Render the listing below as a JSON list of strings, one string per line, with blank lines omitted and the pictures left out.

-- Start Exercise input --

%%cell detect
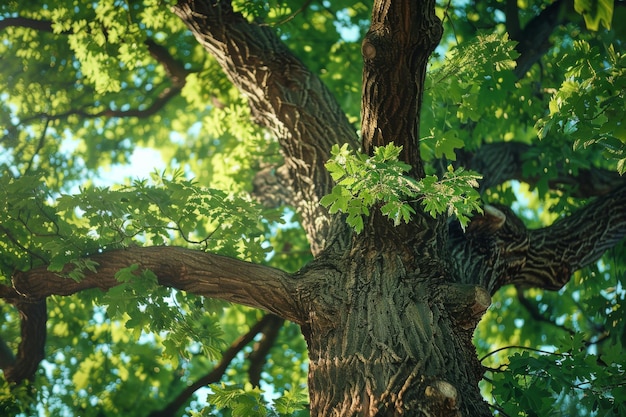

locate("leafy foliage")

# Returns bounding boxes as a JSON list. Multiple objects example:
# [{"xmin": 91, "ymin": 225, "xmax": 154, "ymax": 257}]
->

-- End Exercise input --

> [Worked answer]
[
  "%%cell detect",
  "locate(\"leafy foliage\")",
  "# Returns bounding boxes as a JSON list. Multiple objects example:",
  "# [{\"xmin\": 91, \"ymin\": 225, \"xmax\": 154, \"ymax\": 257}]",
  "->"
]